* Begin *

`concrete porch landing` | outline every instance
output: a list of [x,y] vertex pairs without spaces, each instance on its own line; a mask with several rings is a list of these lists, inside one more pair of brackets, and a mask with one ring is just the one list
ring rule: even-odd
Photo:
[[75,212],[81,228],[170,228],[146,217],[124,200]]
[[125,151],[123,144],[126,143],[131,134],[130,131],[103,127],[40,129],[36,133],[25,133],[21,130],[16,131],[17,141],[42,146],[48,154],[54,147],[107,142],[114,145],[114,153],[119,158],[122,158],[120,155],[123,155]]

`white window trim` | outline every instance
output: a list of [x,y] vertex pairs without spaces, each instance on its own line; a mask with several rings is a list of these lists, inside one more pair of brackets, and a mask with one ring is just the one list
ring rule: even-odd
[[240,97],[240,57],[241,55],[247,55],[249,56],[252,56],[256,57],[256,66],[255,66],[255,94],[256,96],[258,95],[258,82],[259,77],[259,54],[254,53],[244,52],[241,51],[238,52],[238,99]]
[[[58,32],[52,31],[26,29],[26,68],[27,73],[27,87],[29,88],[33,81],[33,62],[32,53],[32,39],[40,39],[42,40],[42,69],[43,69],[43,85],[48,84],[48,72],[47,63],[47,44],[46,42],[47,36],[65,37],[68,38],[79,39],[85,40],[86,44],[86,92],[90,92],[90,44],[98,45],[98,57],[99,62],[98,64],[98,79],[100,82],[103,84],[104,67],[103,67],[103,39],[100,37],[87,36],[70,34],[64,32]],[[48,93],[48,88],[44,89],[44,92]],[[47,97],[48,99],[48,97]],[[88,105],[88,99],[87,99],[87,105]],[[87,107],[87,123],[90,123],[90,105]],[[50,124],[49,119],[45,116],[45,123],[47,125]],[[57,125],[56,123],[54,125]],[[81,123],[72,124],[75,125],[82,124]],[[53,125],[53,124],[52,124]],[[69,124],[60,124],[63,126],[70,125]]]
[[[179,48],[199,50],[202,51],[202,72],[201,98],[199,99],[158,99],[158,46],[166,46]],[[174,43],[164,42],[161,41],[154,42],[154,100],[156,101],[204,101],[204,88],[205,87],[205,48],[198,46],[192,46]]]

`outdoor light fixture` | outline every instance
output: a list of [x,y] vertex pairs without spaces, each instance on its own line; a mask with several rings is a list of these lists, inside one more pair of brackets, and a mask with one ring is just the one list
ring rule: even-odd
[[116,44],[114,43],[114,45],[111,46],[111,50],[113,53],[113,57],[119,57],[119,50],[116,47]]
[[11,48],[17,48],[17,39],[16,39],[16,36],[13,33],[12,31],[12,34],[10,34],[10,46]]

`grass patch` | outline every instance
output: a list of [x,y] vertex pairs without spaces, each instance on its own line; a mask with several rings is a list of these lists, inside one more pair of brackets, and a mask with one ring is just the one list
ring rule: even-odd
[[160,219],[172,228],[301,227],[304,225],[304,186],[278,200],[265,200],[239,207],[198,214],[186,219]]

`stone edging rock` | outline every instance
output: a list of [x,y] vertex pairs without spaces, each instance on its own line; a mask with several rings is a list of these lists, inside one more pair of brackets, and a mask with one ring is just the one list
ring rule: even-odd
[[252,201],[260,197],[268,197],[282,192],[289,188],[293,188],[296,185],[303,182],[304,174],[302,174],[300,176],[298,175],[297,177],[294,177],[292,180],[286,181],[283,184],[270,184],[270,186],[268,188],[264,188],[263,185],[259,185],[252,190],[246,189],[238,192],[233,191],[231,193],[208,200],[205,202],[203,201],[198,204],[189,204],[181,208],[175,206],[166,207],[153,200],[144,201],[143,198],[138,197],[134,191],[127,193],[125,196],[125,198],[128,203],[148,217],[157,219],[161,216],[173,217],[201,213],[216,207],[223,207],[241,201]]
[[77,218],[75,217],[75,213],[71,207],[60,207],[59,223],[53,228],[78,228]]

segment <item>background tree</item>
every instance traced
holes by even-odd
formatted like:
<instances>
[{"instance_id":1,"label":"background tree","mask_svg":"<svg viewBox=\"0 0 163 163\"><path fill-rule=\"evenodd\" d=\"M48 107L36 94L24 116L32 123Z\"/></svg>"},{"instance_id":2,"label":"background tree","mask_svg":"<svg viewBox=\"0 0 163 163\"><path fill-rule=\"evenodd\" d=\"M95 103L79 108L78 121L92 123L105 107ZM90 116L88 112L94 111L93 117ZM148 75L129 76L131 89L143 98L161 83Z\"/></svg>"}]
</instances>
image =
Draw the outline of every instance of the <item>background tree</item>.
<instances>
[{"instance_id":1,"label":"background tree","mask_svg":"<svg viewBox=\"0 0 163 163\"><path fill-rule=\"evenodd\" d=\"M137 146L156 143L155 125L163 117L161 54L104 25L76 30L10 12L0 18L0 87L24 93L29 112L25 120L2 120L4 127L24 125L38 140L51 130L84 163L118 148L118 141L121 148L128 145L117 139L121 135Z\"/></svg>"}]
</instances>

* End *

Goal of the exercise – Rewrite every line of the records above as a numbered list, leaving out the blank lines.

The response –
1. `concrete porch landing` | outline every instance
2. output: a list of [x,y] vertex pairs without spaces, each instance on its own line; a mask with several rings is a list of these lists, inside one more pair of brackets, and a mask with one ring is just the one list
3. ring rule: even-odd
4. Photo:
5. [[75,212],[81,228],[170,228],[146,217],[124,200]]
6. [[125,151],[123,144],[126,143],[131,134],[130,131],[103,127],[40,129],[36,133],[25,133],[21,130],[16,131],[17,141],[42,146],[48,154],[54,147],[107,142],[114,145],[114,153],[119,158],[122,158],[120,155],[123,155]]
7. `white window trim` | outline every instance
8. output: a list of [x,y] vertex pairs without spaces, each instance on its own line; a mask with several rings is a list of these lists, inside one more pair of brackets, and a mask with one ring is just the one list
9. ring rule: even-odd
10. [[240,97],[240,57],[241,55],[247,55],[249,56],[252,56],[256,57],[256,66],[255,66],[255,94],[256,96],[258,95],[258,82],[259,77],[259,54],[254,53],[244,52],[241,51],[238,52],[238,99]]
11. [[[58,32],[52,31],[26,29],[26,68],[27,73],[27,87],[29,88],[33,81],[33,62],[32,53],[32,39],[40,39],[42,40],[42,69],[43,69],[43,85],[48,84],[48,72],[47,63],[47,44],[46,42],[47,36],[65,37],[68,38],[79,39],[85,40],[86,44],[86,92],[90,92],[90,44],[98,45],[98,57],[99,62],[98,64],[98,79],[100,82],[103,84],[104,67],[103,67],[103,39],[100,37],[87,36],[70,34],[64,32]],[[48,93],[48,88],[44,89],[44,92]],[[47,97],[48,99],[48,97]],[[88,105],[88,99],[87,99],[87,105]],[[87,107],[87,123],[90,123],[90,105]],[[50,124],[49,119],[45,116],[45,123],[47,125]],[[57,125],[56,123],[54,125]],[[81,123],[72,124],[75,125],[82,124]],[[53,125],[53,124],[52,124]],[[69,124],[60,124],[63,126],[70,125]]]
12. [[[179,48],[199,50],[202,51],[202,72],[201,98],[199,99],[158,99],[158,46],[166,46]],[[174,43],[164,42],[161,41],[154,42],[154,100],[156,101],[204,101],[204,88],[205,87],[205,48],[198,46],[192,46]]]
13. `outdoor light fixture` | outline every instance
14. output: a list of [x,y] vertex pairs without spaces, each instance on its own line; a mask with several rings is a list of these lists, inside one more pair of brackets, and a mask with one ring is just the one list
15. ring rule: even-odd
16. [[116,44],[114,43],[114,45],[111,46],[111,50],[113,53],[113,57],[119,57],[119,50],[116,47]]
17. [[11,48],[17,48],[17,39],[16,39],[16,36],[13,33],[12,31],[12,34],[10,34],[10,46]]
18. `grass patch` | outline every instance
19. output: a list of [x,y] vertex pairs without spaces, each instance on its own line; a mask with several rings is a list of these lists, inside one more pair of brackets, and a mask with one ring is just the one list
20. ring rule: even-odd
21. [[160,219],[172,228],[301,227],[304,225],[304,186],[278,200],[265,200],[239,207],[198,214],[186,219]]
22. `stone edging rock` | outline every instance
23. output: a list of [x,y] vertex pairs without spaces, each instance on its own line; a mask with several rings is a list of these lists, inside one more pair of brackets, and a mask with one ring is just the one list
24. ring rule: even-odd
25. [[252,201],[260,197],[268,197],[282,192],[289,188],[293,188],[296,185],[303,182],[304,174],[302,174],[300,176],[298,175],[297,177],[294,177],[292,180],[286,181],[283,184],[270,184],[270,186],[268,188],[264,188],[263,185],[259,185],[252,190],[246,189],[238,192],[233,191],[231,193],[208,200],[205,202],[203,201],[198,204],[189,204],[181,208],[175,206],[166,207],[153,200],[144,201],[143,198],[138,197],[134,191],[127,193],[125,196],[125,198],[128,203],[148,217],[157,219],[161,216],[173,217],[201,213],[216,207],[223,207],[241,201]]
26. [[77,218],[75,217],[75,213],[71,207],[60,207],[59,223],[53,228],[78,228]]
27. segment <item>background tree</item>
28. every instance traced
29. holes by even-odd
30. formatted like:
31. <instances>
32. [{"instance_id":1,"label":"background tree","mask_svg":"<svg viewBox=\"0 0 163 163\"><path fill-rule=\"evenodd\" d=\"M48 107L36 94L24 116L32 123Z\"/></svg>"},{"instance_id":2,"label":"background tree","mask_svg":"<svg viewBox=\"0 0 163 163\"><path fill-rule=\"evenodd\" d=\"M95 103L79 108L78 121L92 123L105 107ZM90 116L88 112L94 111L93 117ZM148 75L129 76L131 89L143 98L161 83Z\"/></svg>"}]
33. </instances>
34. image =
35. Draw the outline of every instance of the <item>background tree</item>.
36. <instances>
37. [{"instance_id":1,"label":"background tree","mask_svg":"<svg viewBox=\"0 0 163 163\"><path fill-rule=\"evenodd\" d=\"M137 146L156 143L155 125L163 117L161 54L104 25L76 30L10 12L0 18L0 87L24 93L29 112L25 120L2 120L4 127L24 125L38 140L51 130L84 163L118 148L118 141L121 148L128 145L117 139L121 135Z\"/></svg>"}]
38. </instances>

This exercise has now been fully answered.